TASK BRIEF |
Reproduce the line that contains "Class requested: jacket collar" and every line after it through the end of the records, exactly, with nothing added.

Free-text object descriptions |
◆ ◆ ◆

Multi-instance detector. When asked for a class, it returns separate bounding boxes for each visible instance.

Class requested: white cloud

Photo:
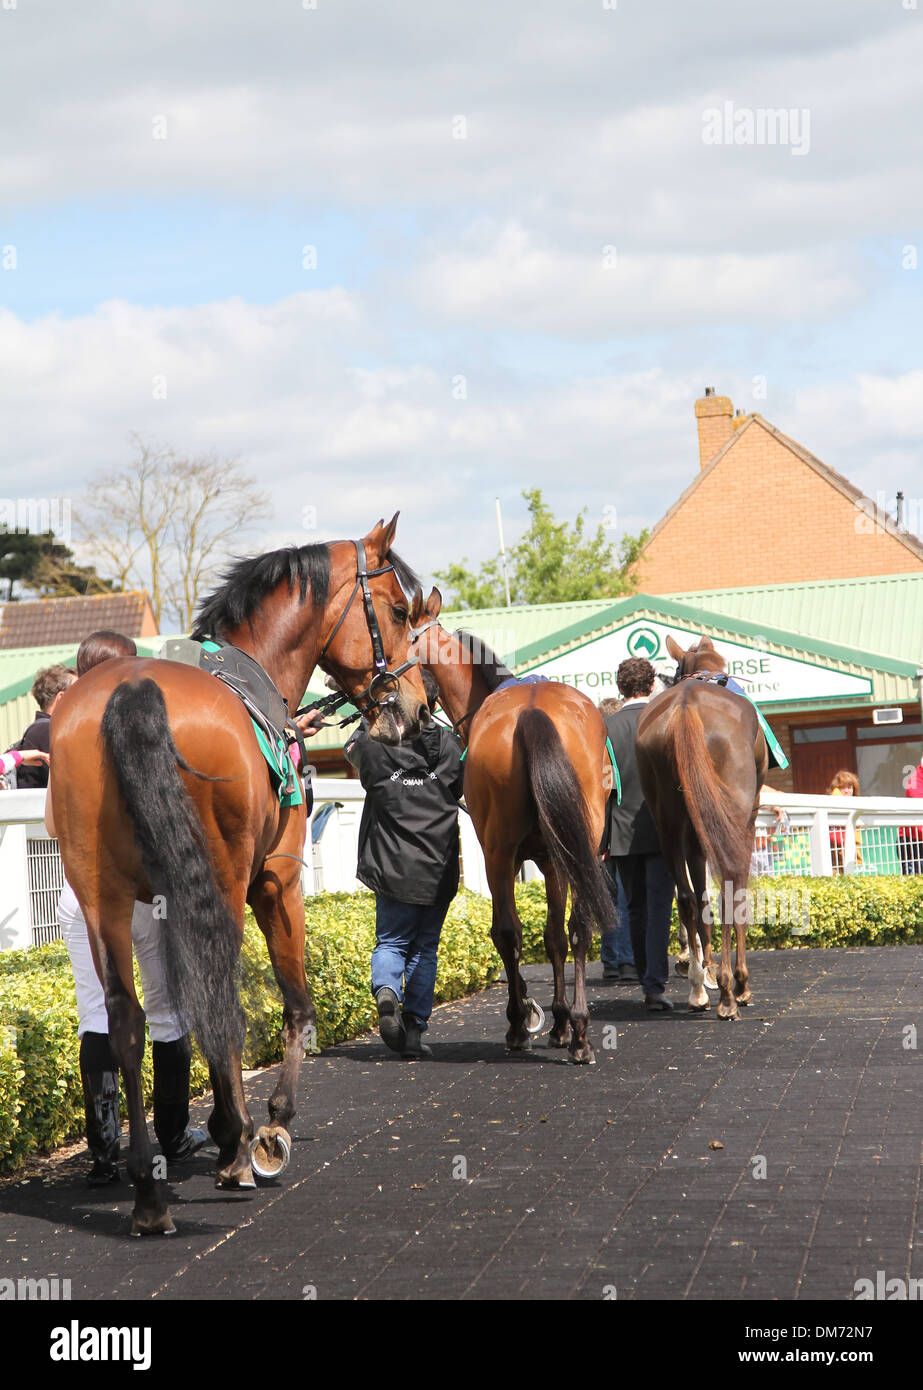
[411,222,865,335]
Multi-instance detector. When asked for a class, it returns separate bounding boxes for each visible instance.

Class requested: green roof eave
[0,636,166,706]
[511,592,922,679]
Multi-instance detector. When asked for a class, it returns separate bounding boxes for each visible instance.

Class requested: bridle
[408,616,480,743]
[295,540,418,727]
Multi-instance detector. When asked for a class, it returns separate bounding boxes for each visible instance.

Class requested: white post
[809,808,833,876]
[0,821,33,951]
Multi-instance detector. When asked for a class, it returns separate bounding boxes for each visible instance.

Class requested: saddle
[159,637,311,808]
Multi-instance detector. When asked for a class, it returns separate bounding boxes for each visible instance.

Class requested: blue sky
[1,0,921,602]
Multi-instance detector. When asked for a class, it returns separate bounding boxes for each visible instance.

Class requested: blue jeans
[371,895,450,1031]
[614,853,675,997]
[600,861,634,970]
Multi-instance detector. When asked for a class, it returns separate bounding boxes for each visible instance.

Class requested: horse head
[665,633,726,684]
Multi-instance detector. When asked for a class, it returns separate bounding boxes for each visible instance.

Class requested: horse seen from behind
[635,634,768,1020]
[50,516,428,1235]
[410,588,614,1064]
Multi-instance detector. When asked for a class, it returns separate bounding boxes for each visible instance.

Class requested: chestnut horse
[50,516,427,1235]
[635,635,768,1020]
[410,589,614,1064]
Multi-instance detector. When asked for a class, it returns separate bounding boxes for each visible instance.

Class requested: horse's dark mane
[454,629,516,692]
[192,544,332,640]
[191,543,421,641]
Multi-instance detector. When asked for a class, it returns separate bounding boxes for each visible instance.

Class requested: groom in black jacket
[603,658,676,1012]
[344,671,464,1059]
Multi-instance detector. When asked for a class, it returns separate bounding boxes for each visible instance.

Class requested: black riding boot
[80,1032,121,1186]
[152,1036,208,1163]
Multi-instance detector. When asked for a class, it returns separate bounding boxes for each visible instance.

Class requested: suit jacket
[604,703,661,857]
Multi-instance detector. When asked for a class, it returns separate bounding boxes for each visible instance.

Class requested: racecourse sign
[521,620,872,705]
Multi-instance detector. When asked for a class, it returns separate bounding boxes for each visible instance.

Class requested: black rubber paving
[2,946,921,1302]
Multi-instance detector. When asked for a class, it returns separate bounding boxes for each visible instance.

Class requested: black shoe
[163,1127,210,1164]
[87,1156,120,1187]
[401,1017,433,1060]
[618,963,640,985]
[601,967,621,983]
[644,994,674,1013]
[153,1036,198,1159]
[376,988,406,1053]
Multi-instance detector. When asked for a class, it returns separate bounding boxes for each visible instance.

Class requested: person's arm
[1,748,50,776]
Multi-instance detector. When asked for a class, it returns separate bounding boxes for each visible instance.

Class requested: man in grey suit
[603,658,676,1012]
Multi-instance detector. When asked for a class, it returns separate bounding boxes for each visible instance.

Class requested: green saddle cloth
[754,705,789,771]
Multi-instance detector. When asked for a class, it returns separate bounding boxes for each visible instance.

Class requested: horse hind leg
[95,915,175,1236]
[566,894,595,1065]
[542,863,571,1049]
[732,864,753,1008]
[486,850,531,1051]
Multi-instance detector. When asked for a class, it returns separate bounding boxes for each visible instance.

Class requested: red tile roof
[0,592,157,649]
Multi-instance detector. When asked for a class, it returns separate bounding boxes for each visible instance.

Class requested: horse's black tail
[514,707,614,934]
[100,678,245,1065]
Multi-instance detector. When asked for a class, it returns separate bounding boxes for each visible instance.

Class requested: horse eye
[391,606,408,624]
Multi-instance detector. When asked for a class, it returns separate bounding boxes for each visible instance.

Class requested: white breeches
[57,882,185,1043]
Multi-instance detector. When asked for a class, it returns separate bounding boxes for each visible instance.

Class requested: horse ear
[698,635,715,652]
[426,586,442,619]
[665,635,685,662]
[409,586,426,624]
[362,512,400,564]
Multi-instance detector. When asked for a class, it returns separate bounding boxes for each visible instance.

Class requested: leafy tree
[434,488,649,609]
[79,437,271,631]
[0,526,114,601]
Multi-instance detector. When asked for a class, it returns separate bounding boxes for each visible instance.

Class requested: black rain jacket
[344,722,465,906]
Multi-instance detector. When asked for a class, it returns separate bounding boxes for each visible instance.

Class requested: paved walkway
[2,946,921,1301]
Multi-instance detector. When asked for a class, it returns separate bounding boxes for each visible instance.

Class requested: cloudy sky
[1,0,921,607]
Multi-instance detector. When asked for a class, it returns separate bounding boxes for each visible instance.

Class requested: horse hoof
[249,1126,292,1181]
[569,1047,596,1066]
[524,999,545,1035]
[505,1035,532,1052]
[547,1031,571,1049]
[130,1210,176,1237]
[736,993,752,1007]
[717,1010,739,1022]
[674,958,690,978]
[215,1155,257,1189]
[688,1002,709,1014]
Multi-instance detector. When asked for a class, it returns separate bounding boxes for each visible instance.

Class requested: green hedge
[3,876,921,1173]
[670,875,923,952]
[0,886,556,1174]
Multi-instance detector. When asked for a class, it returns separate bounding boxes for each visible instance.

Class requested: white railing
[4,788,920,952]
[0,781,490,951]
[753,793,923,878]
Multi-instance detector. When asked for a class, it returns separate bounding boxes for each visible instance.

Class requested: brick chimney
[695,387,734,470]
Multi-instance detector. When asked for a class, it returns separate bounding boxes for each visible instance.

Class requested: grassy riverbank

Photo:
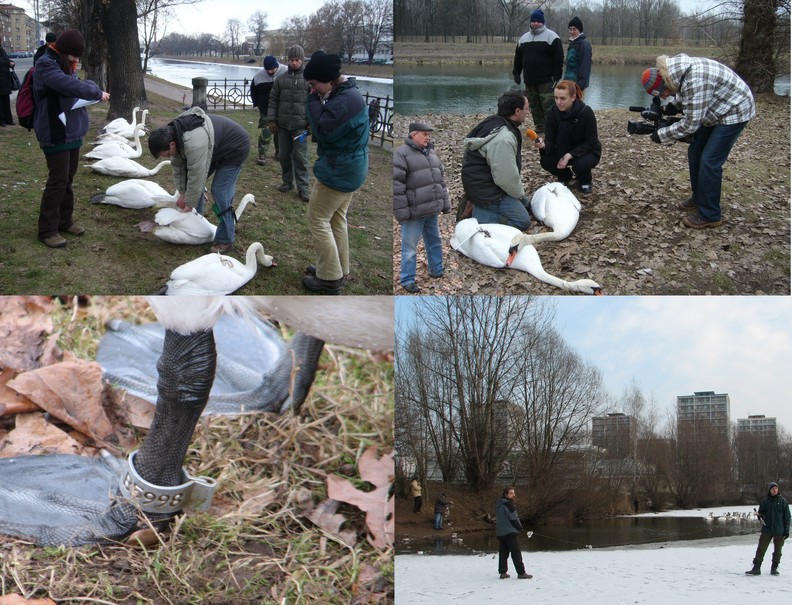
[395,41,734,65]
[0,90,393,295]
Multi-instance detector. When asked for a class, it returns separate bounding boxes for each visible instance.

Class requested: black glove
[513,75,521,85]
[664,103,681,117]
[650,130,662,144]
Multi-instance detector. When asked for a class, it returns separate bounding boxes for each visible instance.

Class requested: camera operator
[641,54,755,229]
[532,80,601,195]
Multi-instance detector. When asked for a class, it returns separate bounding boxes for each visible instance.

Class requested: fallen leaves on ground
[325,447,395,549]
[0,297,138,458]
[393,96,790,295]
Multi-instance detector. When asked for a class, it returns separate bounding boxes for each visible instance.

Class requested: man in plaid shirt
[641,54,755,229]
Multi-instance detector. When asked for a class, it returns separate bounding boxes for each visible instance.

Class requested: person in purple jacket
[32,29,109,248]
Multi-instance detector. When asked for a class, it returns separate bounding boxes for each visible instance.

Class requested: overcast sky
[396,296,792,435]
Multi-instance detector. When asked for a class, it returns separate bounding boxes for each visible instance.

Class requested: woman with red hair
[531,79,601,195]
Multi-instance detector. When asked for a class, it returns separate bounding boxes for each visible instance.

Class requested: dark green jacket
[758,491,791,536]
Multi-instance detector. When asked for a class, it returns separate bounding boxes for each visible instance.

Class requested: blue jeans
[400,215,444,286]
[434,513,443,529]
[472,195,531,230]
[197,164,243,245]
[278,127,310,194]
[687,122,747,221]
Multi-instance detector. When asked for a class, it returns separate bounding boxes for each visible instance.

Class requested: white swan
[102,107,148,138]
[154,194,257,244]
[86,158,171,178]
[451,218,603,295]
[85,124,146,159]
[165,242,275,295]
[526,182,581,244]
[90,179,178,209]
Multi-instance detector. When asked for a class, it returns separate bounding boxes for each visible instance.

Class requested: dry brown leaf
[8,360,123,447]
[308,497,358,548]
[0,367,39,416]
[0,413,84,457]
[0,596,57,605]
[0,297,58,372]
[326,447,394,550]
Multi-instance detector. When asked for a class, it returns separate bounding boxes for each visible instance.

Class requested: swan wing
[452,218,520,267]
[167,254,253,294]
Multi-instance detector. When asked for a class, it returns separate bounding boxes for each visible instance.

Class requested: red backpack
[15,67,38,130]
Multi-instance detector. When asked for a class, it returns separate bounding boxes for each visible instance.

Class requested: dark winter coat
[434,495,450,515]
[250,63,287,116]
[513,25,564,85]
[393,137,451,223]
[0,45,14,96]
[306,77,369,193]
[496,496,523,538]
[541,99,601,163]
[31,49,103,151]
[758,491,791,536]
[564,33,592,89]
[267,64,310,130]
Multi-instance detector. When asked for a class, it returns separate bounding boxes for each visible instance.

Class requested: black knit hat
[303,51,342,83]
[45,32,57,43]
[55,29,86,57]
[568,16,584,32]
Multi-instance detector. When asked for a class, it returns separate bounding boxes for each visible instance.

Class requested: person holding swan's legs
[148,108,250,253]
[461,90,532,230]
[641,55,755,229]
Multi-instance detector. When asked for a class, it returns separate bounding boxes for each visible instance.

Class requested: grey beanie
[769,481,779,490]
[287,45,305,61]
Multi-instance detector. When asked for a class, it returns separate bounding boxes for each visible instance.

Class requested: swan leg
[281,333,326,413]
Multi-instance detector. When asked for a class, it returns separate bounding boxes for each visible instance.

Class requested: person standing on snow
[745,481,790,576]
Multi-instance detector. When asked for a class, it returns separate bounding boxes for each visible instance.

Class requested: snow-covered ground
[396,506,791,604]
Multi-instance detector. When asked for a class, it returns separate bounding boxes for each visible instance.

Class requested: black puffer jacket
[758,488,791,536]
[393,137,450,223]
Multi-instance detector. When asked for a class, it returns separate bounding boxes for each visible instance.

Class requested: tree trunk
[735,0,778,94]
[100,0,148,121]
[80,0,107,90]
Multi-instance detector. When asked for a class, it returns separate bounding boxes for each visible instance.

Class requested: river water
[398,514,760,555]
[148,57,394,100]
[395,63,791,114]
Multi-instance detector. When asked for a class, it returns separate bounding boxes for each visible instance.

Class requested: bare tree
[360,0,393,63]
[248,10,269,56]
[225,18,243,58]
[509,327,606,520]
[278,16,310,55]
[396,296,545,492]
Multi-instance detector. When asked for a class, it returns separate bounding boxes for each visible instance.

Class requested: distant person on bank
[745,482,790,576]
[563,16,592,91]
[513,9,563,133]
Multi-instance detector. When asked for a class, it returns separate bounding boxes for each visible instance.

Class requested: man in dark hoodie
[746,481,791,576]
[496,486,532,579]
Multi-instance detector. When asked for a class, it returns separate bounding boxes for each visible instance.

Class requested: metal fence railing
[201,79,395,148]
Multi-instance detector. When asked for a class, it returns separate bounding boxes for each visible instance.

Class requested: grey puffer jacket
[496,496,523,538]
[267,65,310,130]
[393,137,450,223]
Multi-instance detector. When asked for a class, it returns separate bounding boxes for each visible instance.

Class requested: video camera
[627,96,682,135]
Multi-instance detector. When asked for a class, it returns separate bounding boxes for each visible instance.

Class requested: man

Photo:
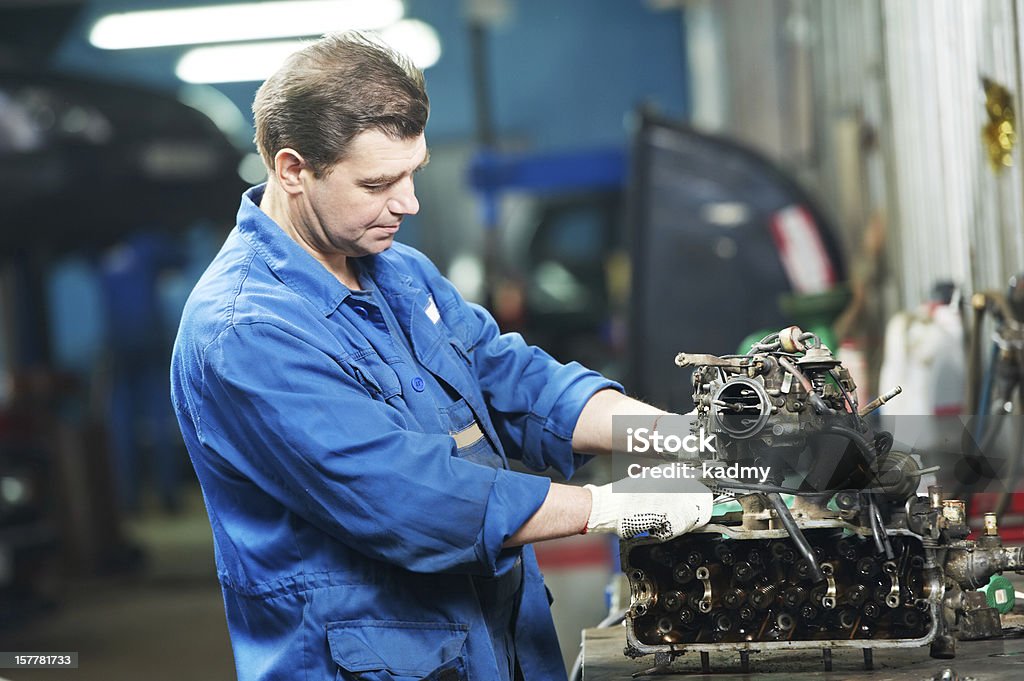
[171,32,711,681]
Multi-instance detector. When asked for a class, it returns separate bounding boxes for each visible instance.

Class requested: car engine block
[620,327,1024,670]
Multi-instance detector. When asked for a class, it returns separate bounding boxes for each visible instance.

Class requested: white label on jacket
[425,296,440,324]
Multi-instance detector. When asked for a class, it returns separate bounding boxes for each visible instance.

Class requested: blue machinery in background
[466,145,629,375]
[469,146,627,225]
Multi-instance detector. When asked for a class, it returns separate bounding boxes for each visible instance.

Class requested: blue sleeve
[405,248,624,479]
[462,302,622,478]
[196,320,549,577]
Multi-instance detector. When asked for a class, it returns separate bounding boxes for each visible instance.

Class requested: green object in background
[737,287,851,353]
[712,499,743,514]
[983,574,1015,614]
[711,494,795,516]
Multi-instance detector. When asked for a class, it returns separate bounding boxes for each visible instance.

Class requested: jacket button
[411,376,425,392]
[352,305,369,318]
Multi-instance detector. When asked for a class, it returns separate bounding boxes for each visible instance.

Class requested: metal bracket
[884,560,901,608]
[696,566,713,614]
[821,562,837,609]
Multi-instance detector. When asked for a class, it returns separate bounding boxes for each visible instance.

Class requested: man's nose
[388,178,419,216]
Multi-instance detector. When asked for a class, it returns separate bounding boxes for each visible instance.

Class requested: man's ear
[273,148,307,194]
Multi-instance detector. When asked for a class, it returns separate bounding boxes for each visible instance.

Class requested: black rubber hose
[868,499,886,556]
[868,497,894,559]
[765,492,825,584]
[819,423,877,463]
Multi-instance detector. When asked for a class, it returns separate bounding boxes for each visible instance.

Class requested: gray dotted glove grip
[584,479,713,540]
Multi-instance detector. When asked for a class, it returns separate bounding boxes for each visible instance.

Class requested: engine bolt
[838,608,857,629]
[723,588,747,609]
[751,584,778,610]
[847,584,868,606]
[673,564,694,584]
[663,591,683,612]
[733,561,755,583]
[857,557,878,577]
[784,586,808,608]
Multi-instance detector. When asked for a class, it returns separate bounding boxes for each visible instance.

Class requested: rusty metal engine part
[621,327,1024,670]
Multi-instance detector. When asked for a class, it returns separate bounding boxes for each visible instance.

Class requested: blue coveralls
[170,185,621,680]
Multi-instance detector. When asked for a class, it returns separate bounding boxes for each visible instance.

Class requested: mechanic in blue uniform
[171,33,711,681]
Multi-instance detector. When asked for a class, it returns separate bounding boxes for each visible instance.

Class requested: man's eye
[363,183,391,193]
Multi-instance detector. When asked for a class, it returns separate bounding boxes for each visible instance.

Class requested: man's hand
[584,469,713,540]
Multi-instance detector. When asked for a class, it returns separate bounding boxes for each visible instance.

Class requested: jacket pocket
[347,349,403,401]
[448,338,473,368]
[327,620,469,681]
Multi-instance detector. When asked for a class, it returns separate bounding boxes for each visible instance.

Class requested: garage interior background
[2,0,1024,679]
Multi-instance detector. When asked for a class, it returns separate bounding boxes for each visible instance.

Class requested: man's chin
[359,235,397,255]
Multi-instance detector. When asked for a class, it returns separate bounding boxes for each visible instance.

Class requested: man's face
[298,129,428,258]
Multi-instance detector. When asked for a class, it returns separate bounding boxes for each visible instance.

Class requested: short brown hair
[252,32,429,177]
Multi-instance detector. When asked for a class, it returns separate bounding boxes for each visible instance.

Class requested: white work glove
[584,470,713,540]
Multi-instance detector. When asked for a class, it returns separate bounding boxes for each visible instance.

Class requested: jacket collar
[236,184,354,316]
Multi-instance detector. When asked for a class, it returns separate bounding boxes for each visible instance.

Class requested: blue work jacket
[170,185,621,680]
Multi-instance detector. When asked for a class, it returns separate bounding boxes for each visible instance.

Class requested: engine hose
[828,369,857,414]
[765,492,825,584]
[777,356,834,416]
[869,498,894,559]
[868,503,886,555]
[818,423,878,464]
[777,356,814,393]
[874,431,894,458]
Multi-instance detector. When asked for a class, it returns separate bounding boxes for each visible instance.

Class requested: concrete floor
[2,488,235,681]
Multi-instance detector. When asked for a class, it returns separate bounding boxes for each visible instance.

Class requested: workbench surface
[581,625,1024,680]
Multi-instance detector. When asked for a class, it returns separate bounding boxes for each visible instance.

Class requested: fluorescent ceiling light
[90,0,404,50]
[379,20,442,71]
[176,20,442,84]
[176,40,308,84]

◆ ◆ ◆

ANSWER BOX |
Class requested: jacket collar
[236,184,354,316]
Multi-instance detector. When asked for a class, it returns separate bounding boxes for each visible instance.

Class requested: blue work jacket
[170,185,621,680]
Multi-instance detector. When asked for a class, it returns separate bounding boxes for each visible instance.

Class requested: engine hose
[828,369,857,414]
[765,492,825,584]
[777,356,834,416]
[869,498,894,559]
[868,503,886,555]
[818,423,878,464]
[777,356,814,393]
[874,431,894,458]
Multi-instance detector. When asked for a class, it returns separate bounding boxes for each visible instance.

Class requested: concrete floor
[2,488,235,681]
Multi-instance detector. When asked for a class, it returns separate bounding boxes for each visible instance.

Class requested: workbench surface
[581,625,1024,680]
Multi-instance detector. When asked for a class, it returns separate bounding boxes for each visible instance.

Class requested: fluorescent ceiling light
[90,0,404,50]
[379,20,442,71]
[176,20,442,84]
[176,40,308,84]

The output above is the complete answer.